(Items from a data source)
##############################
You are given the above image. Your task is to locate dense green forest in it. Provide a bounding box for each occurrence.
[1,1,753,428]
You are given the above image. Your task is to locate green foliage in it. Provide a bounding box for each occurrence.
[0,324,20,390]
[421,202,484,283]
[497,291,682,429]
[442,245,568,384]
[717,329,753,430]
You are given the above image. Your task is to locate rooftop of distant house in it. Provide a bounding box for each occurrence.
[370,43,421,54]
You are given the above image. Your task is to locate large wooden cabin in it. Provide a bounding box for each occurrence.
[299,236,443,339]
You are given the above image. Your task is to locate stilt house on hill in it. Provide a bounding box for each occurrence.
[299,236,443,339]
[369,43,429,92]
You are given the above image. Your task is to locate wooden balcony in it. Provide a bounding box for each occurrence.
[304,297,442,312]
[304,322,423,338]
##############################
**WORK INSTRUCTIONS**
An exact copy of all the entries is what's needed; write it out.

**RESULT**
You are given the above image. Your task is to locate dense green forest in it. Provide a bounding box for each occurrence.
[1,1,753,428]
You are given the above image. Your task is to locate green foliage in it. Provide a bounding box for each occurrence.
[0,324,20,390]
[421,202,484,283]
[497,291,682,429]
[442,245,568,384]
[717,329,753,430]
You are given the above image. Your task is to locate rooftop of distant house in it. Provide a bounding box for each occurrence.
[370,43,421,54]
You are given the above image. Your task is to locate large wooden cabin in it. Provide a bounding box for each occurrence.
[299,236,443,339]
You are given the above image. Your task is to locate stilt house on hill in it. Provide a bounding box for each occurrence.
[299,236,443,339]
[369,43,429,92]
You are given the above image. Your task is to locate wooden balcony in it. Provide a bounding box for each occurrence.
[304,297,442,312]
[304,322,423,338]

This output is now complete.